**TASK:** Repeat exactly the lines from the line containing "For this drill the class indicates the orange striped cushion" through the last line of the records below, inclusive, and nothing else.

**RECORDS SHOWN:**

══════

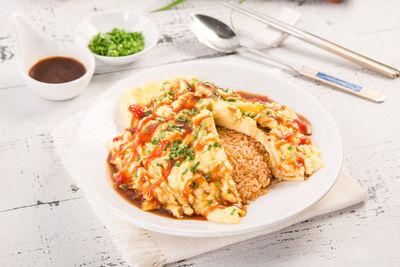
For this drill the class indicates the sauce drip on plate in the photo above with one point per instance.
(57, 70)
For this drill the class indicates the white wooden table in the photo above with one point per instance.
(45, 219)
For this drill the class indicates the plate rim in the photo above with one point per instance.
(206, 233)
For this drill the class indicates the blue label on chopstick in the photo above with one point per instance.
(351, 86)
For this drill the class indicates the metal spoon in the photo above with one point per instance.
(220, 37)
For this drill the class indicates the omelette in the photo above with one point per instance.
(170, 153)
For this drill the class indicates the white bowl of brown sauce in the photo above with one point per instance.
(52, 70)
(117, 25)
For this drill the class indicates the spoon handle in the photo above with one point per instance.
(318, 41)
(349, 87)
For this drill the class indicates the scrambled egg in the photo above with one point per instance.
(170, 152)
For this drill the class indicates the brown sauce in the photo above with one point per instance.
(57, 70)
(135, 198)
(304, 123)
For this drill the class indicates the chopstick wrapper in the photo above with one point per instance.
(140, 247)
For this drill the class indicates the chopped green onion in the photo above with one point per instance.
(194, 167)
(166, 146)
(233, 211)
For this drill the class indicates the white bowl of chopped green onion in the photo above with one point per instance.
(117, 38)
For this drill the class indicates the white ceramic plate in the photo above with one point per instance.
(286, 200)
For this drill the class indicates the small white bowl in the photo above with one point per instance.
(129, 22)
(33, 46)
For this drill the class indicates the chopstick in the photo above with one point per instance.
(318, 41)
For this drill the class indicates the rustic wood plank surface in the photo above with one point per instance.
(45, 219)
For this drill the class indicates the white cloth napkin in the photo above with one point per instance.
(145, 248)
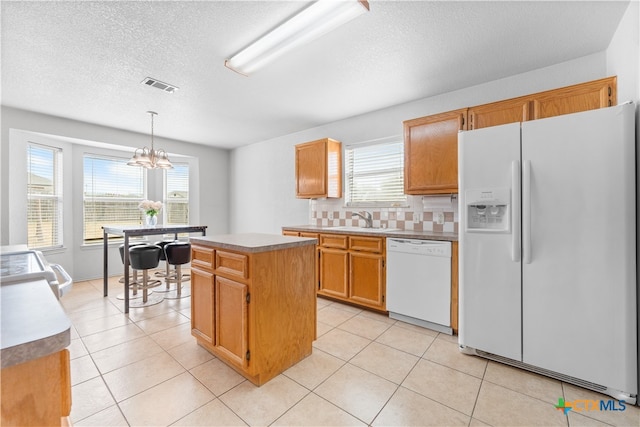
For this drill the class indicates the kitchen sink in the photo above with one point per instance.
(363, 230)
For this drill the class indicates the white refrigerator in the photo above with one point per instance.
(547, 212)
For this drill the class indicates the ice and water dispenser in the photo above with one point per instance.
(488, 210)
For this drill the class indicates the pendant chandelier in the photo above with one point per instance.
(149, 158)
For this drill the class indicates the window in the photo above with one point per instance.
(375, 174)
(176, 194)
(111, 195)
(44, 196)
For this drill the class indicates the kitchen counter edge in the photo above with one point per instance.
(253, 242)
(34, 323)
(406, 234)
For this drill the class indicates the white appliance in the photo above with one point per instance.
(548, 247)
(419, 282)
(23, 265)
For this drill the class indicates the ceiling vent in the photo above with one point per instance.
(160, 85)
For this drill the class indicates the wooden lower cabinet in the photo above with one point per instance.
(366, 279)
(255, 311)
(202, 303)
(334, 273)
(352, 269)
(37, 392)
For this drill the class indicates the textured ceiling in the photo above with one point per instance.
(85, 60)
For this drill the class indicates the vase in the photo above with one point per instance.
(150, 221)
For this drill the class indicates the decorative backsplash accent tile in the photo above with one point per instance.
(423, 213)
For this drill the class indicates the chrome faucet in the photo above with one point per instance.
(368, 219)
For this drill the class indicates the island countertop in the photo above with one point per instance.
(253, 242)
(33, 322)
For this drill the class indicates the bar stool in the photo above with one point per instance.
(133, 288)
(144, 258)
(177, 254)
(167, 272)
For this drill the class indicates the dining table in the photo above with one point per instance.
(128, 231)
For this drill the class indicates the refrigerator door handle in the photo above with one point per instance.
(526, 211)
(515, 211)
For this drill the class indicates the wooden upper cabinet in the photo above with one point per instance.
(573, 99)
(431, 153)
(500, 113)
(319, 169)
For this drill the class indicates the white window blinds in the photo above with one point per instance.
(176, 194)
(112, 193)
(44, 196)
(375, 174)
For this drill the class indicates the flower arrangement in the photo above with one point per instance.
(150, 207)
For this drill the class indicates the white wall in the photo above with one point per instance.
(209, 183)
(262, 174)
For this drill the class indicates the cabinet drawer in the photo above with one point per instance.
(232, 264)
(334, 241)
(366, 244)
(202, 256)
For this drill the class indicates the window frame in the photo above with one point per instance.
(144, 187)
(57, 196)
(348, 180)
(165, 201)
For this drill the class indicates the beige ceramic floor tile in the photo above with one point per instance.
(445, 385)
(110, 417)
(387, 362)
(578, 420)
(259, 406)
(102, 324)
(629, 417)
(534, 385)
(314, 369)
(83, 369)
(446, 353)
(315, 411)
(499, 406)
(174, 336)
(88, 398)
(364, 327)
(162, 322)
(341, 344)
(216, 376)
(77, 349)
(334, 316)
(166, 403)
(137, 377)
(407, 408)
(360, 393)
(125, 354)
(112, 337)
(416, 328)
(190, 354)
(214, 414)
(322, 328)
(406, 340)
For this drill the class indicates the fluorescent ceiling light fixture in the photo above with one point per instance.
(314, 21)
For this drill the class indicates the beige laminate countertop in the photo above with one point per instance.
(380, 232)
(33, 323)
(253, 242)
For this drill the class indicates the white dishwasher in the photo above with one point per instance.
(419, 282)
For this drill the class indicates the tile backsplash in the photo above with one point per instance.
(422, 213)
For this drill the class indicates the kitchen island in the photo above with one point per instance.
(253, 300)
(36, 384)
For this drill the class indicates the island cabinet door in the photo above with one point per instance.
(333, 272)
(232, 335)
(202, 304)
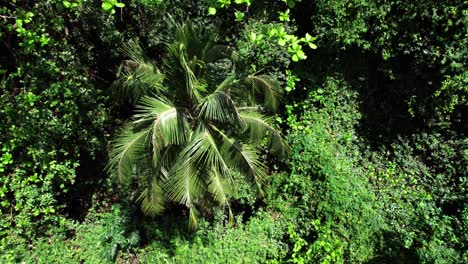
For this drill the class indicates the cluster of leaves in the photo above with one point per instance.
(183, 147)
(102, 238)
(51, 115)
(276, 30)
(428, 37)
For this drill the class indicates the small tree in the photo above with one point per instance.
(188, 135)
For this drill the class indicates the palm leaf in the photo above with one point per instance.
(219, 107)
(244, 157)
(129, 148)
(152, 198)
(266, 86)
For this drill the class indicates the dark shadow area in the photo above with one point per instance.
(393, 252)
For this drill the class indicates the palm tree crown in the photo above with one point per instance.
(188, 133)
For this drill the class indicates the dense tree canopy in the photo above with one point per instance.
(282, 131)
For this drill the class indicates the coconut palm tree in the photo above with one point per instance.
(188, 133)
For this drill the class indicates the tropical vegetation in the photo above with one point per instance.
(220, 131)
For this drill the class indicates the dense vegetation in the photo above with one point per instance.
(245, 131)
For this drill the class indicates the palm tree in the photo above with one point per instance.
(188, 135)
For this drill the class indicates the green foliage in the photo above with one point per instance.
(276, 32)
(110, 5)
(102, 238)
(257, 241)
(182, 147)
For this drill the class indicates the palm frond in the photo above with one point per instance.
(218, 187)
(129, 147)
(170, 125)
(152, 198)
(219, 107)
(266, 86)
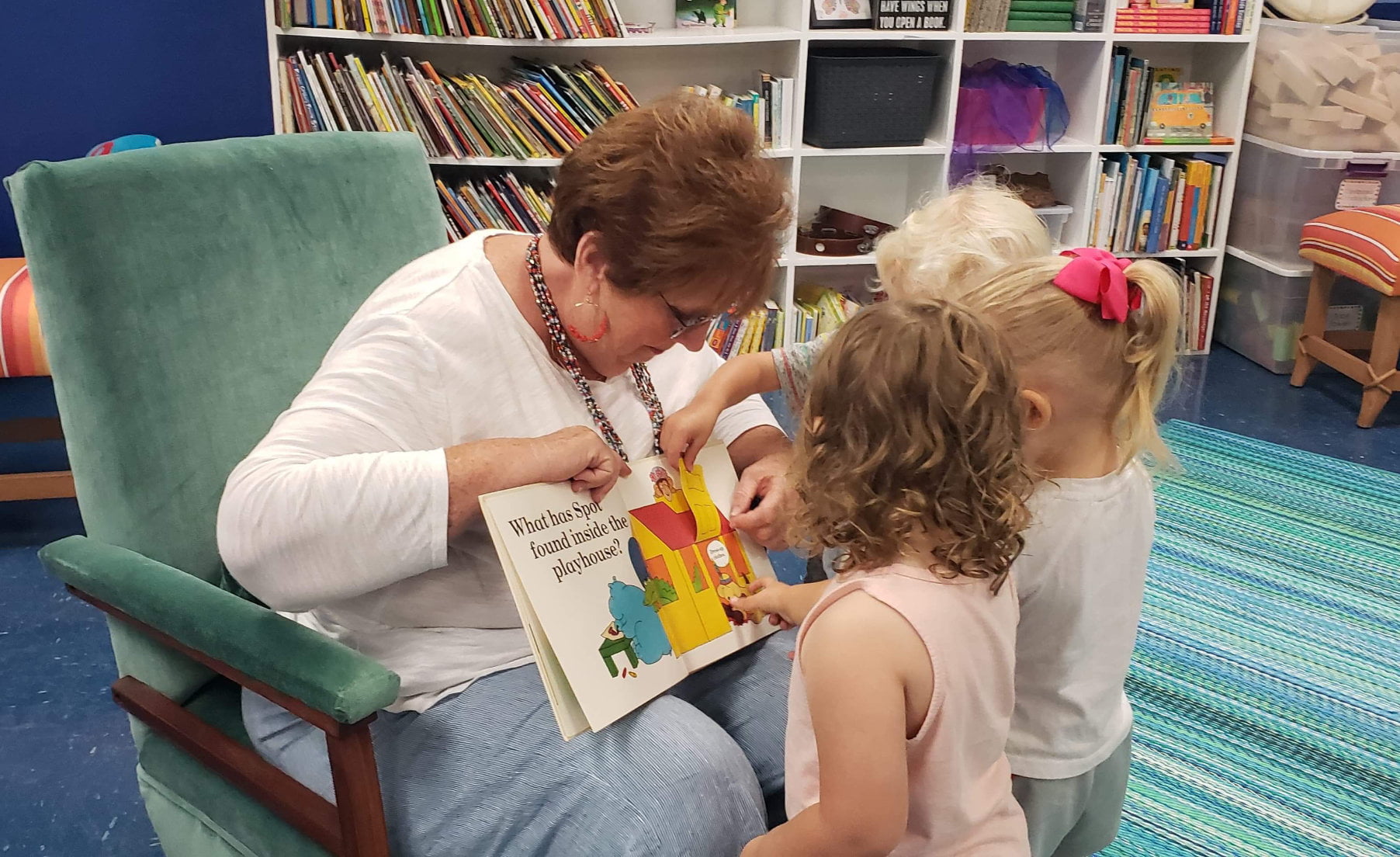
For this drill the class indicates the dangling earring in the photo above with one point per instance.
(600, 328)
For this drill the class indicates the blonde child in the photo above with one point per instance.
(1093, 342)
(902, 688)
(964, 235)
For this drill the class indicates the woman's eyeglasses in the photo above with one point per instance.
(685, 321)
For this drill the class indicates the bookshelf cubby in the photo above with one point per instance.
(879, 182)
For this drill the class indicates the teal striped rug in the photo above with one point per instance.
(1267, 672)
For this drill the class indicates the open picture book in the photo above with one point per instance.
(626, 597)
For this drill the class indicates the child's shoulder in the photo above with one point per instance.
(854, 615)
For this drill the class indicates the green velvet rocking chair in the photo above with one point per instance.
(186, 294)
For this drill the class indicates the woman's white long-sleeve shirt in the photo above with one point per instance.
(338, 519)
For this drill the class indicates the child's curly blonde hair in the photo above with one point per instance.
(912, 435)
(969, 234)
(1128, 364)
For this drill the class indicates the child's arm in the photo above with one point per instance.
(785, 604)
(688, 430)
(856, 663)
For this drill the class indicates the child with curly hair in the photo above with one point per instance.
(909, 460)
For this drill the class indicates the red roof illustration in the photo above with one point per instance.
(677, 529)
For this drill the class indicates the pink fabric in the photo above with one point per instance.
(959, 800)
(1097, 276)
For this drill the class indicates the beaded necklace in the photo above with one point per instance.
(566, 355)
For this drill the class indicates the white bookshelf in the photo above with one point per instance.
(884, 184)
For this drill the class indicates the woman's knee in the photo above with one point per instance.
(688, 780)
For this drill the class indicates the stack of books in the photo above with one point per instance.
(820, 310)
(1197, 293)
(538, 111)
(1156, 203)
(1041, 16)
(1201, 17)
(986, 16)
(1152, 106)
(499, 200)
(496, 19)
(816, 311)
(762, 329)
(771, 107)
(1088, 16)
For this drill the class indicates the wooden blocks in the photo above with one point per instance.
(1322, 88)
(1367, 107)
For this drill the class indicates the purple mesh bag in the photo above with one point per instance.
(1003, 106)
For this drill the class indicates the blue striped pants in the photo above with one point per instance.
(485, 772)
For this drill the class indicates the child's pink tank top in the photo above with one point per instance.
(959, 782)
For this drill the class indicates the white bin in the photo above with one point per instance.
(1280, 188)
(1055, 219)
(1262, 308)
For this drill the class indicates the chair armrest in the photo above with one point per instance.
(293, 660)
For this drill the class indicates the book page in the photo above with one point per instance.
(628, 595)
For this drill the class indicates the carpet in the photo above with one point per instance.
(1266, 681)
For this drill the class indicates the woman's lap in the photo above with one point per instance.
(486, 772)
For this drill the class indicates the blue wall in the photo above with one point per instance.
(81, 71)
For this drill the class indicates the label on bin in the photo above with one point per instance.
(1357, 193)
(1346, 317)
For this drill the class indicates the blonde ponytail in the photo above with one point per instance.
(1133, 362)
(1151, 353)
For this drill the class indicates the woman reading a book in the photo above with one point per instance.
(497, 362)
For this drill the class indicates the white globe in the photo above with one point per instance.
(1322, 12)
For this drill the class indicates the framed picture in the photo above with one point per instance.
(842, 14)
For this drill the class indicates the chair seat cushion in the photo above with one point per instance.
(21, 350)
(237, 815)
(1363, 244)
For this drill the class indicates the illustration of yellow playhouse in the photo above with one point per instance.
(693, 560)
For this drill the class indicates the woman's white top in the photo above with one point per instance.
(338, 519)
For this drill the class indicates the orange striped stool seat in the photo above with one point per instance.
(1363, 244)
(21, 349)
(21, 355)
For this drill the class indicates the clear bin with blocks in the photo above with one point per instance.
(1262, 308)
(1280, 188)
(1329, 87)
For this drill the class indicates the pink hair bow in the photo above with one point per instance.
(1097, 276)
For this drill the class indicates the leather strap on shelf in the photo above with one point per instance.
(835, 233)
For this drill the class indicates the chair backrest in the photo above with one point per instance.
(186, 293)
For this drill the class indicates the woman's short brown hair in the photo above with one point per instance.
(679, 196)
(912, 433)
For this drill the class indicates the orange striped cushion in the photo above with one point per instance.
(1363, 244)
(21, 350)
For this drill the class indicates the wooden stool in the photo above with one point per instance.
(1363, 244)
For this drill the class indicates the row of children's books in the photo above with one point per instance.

══════

**FINISHED TASK:**
For this drill the class indicates the orange striped cushion in the photo above with one point per instance.
(1363, 244)
(21, 350)
For this drill the class indicates the wooden stool in the photo above with one point per instance.
(1363, 244)
For this drill the class indicates the row of children's books in the photo above with one point per instance.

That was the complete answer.